**WHAT THE EXERCISE ASKS**
Repeat the listing that follows, character for character, minus the pictures.

**STORED DATA**
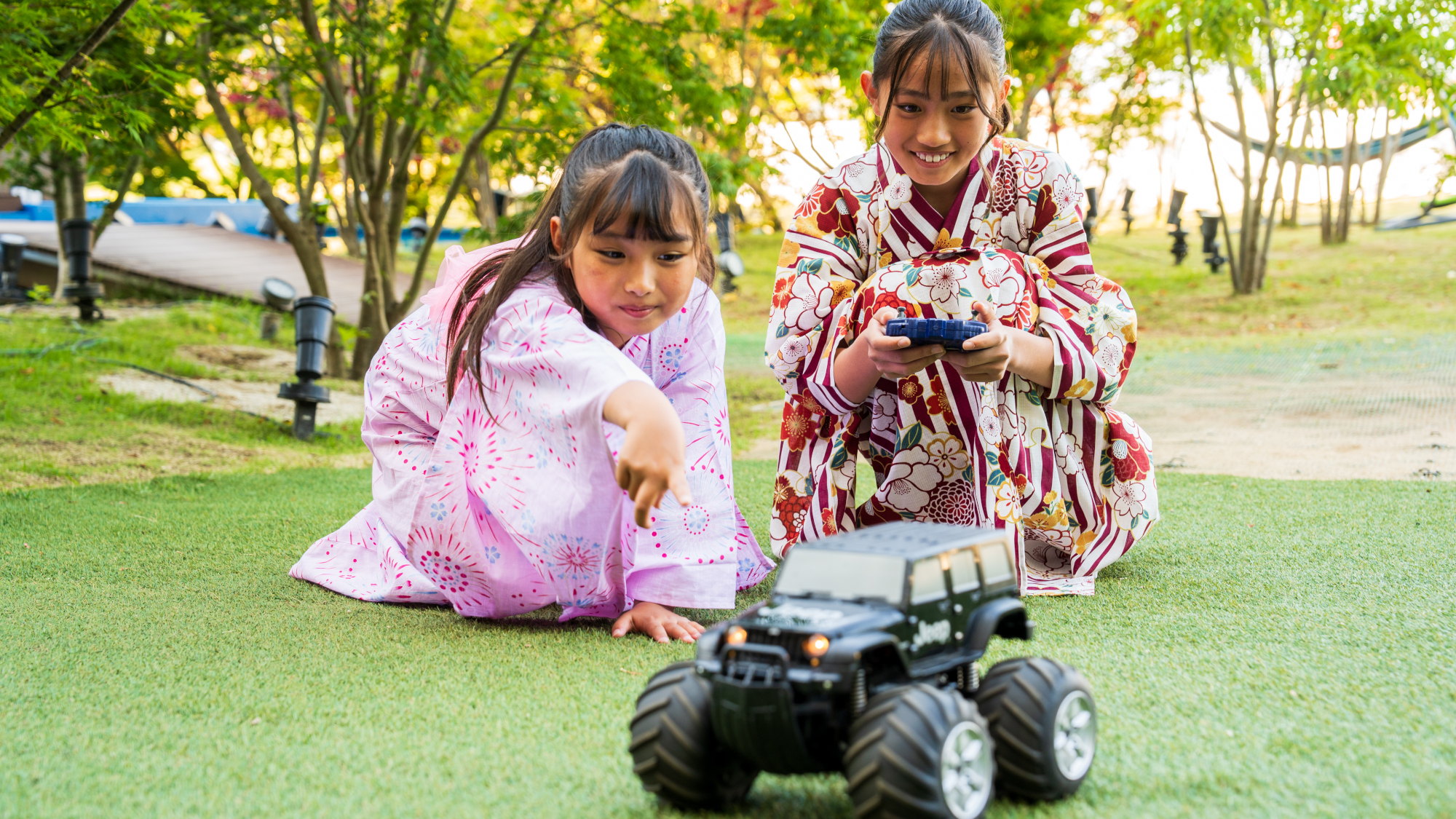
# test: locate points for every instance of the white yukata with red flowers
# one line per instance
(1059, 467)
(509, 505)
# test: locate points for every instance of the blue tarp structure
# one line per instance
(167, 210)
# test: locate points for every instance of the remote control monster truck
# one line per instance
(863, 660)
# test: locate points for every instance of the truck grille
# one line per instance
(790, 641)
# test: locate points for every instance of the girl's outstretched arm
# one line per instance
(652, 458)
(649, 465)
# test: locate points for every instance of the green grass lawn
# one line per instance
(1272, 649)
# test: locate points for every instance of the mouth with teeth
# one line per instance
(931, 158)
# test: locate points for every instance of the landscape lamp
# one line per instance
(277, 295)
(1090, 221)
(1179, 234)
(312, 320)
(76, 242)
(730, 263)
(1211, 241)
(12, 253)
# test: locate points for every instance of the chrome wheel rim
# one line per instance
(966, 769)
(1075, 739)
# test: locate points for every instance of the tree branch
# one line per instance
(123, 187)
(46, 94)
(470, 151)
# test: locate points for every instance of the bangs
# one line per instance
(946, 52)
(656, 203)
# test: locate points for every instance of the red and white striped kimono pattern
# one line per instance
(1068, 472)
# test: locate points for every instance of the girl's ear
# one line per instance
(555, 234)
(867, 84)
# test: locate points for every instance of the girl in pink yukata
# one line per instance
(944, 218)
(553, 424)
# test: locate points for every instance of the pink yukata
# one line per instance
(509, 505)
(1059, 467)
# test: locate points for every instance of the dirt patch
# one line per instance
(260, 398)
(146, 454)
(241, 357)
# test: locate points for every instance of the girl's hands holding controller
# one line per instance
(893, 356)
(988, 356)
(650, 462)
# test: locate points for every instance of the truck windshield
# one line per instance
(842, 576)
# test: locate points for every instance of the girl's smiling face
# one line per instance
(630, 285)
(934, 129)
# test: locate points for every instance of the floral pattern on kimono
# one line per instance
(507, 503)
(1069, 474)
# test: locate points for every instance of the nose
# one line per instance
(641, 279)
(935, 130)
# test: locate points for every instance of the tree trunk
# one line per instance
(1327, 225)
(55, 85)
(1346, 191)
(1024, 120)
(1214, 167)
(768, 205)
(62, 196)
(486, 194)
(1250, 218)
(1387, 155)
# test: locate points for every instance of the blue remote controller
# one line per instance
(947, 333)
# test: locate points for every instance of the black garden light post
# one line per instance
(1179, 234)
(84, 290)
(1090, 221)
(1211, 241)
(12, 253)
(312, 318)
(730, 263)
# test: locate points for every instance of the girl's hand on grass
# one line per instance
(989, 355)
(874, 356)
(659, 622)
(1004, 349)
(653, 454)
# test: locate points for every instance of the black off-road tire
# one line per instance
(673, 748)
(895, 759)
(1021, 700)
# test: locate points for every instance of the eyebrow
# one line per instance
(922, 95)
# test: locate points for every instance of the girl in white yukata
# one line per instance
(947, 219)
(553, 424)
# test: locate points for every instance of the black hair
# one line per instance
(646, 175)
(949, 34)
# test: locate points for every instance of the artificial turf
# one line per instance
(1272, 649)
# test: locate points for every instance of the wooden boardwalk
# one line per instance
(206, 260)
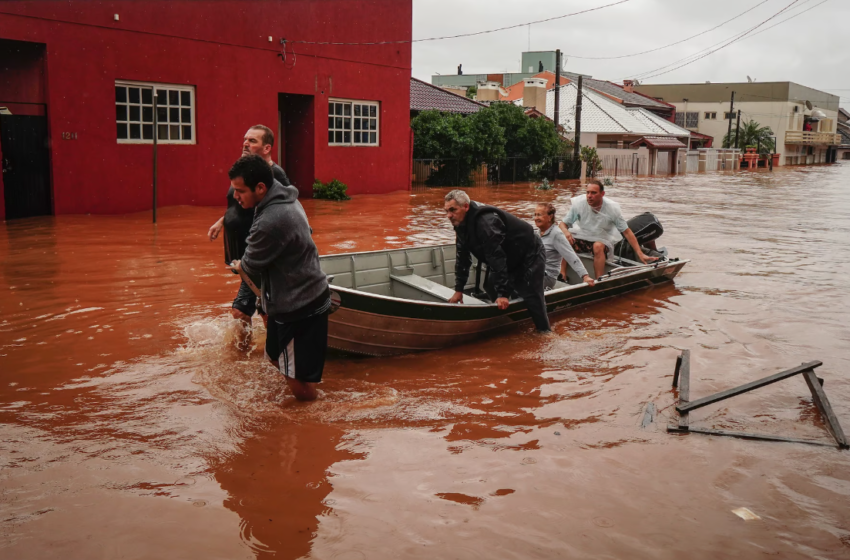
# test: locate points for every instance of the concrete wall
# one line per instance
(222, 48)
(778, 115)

**RESPONSE TO THIS EXERCISE**
# test: locate points for every instance of the white yukata with red flowers
# one line per instance
(1059, 467)
(509, 505)
# test: locate points for every instance of the blue tarp structure
# one line per instance
(167, 210)
# test: locate points for every instance of the remote control monster truck
# one line per instance
(863, 660)
# test: locate points for every instance of the truck grille
# one line per instance
(790, 641)
# test: locate points for every instance of the girl's outstretched arm
# one line per instance
(652, 458)
(649, 465)
# test: locate points for every instance of the green grass lawn
# one line per instance
(1272, 649)
# test: locate points for every instance of the mouth with teeth
# one line per instance
(931, 158)
# test: locate points for every instance of the landscape lamp
# one line per instance
(277, 295)
(1090, 221)
(1179, 234)
(312, 320)
(76, 242)
(730, 263)
(1211, 241)
(12, 253)
# test: locate points for every instance of the chrome wheel rim
# one line per instance
(966, 769)
(1075, 739)
# test: locate points for every instance of the tree branch
# one line per instance
(123, 187)
(46, 94)
(470, 151)
# test: locate points for every instance of the bangs
# one line per instance
(946, 52)
(656, 203)
# test: locate points for every instance of the red and white striped kimono pattern
# one line per instance
(1068, 472)
# test: locate points for every instance of the girl's ear
# one line per instance
(555, 234)
(867, 84)
# test: locate points for every instance of the girl in pink yukata
# one line per instance
(944, 218)
(553, 424)
# test: locate points for every instance of the pink yukata
# one line per instance
(509, 505)
(1059, 467)
# test: locate points for every instance of the dirt patch
# one line per instance
(260, 398)
(146, 454)
(241, 357)
# test: locate points for every instance of the girl's hands holding controller
# one line per instance
(893, 356)
(988, 356)
(650, 462)
# test: locate points for every instance of the truck windshield
# one line per instance
(842, 576)
# test: locate points for every instance of the girl's smiling face
# one line per instance
(630, 285)
(934, 129)
# test: locate points for every instance of the floral pattern on kimono
# one line per instance
(507, 503)
(1069, 474)
# test: locate points for every instance of the nose
# one line per instance
(641, 279)
(935, 130)
# test: locate points for every instance of the tree trunk
# one line per instance
(1327, 225)
(55, 85)
(1346, 191)
(1024, 120)
(1214, 167)
(768, 205)
(62, 196)
(486, 194)
(1250, 218)
(1387, 155)
# test: locate points for every instance of the blue remote controller
# one line per instance
(947, 333)
# test: locate points for every instance of the black garden light post
# one line per instance
(1179, 234)
(84, 290)
(1090, 221)
(1211, 241)
(12, 253)
(312, 318)
(730, 263)
# test: locate points for every instance of the girl's hand on grass
# one line per instance
(989, 355)
(874, 356)
(659, 622)
(1004, 349)
(653, 454)
# test: locate points for every instance of the black off-road tire
# one line per instance
(673, 748)
(895, 759)
(1021, 700)
# test: locate points for every instance of the eyebrow
# one line per instance
(922, 95)
# test: locate points for every instance of the girl in white yukata
# one line per instance
(947, 219)
(553, 424)
# test: locate points for every instance of the black hair
# one line per instance
(646, 175)
(949, 34)
# test: locate points for every instance of the artificial turf
# one line per instance
(1272, 649)
# test: locate points for every instance of the wooden boardwalk
# one line per instance
(206, 260)
# test: locate points for every instance of the concrete wall
# one line per instance
(222, 48)
(778, 115)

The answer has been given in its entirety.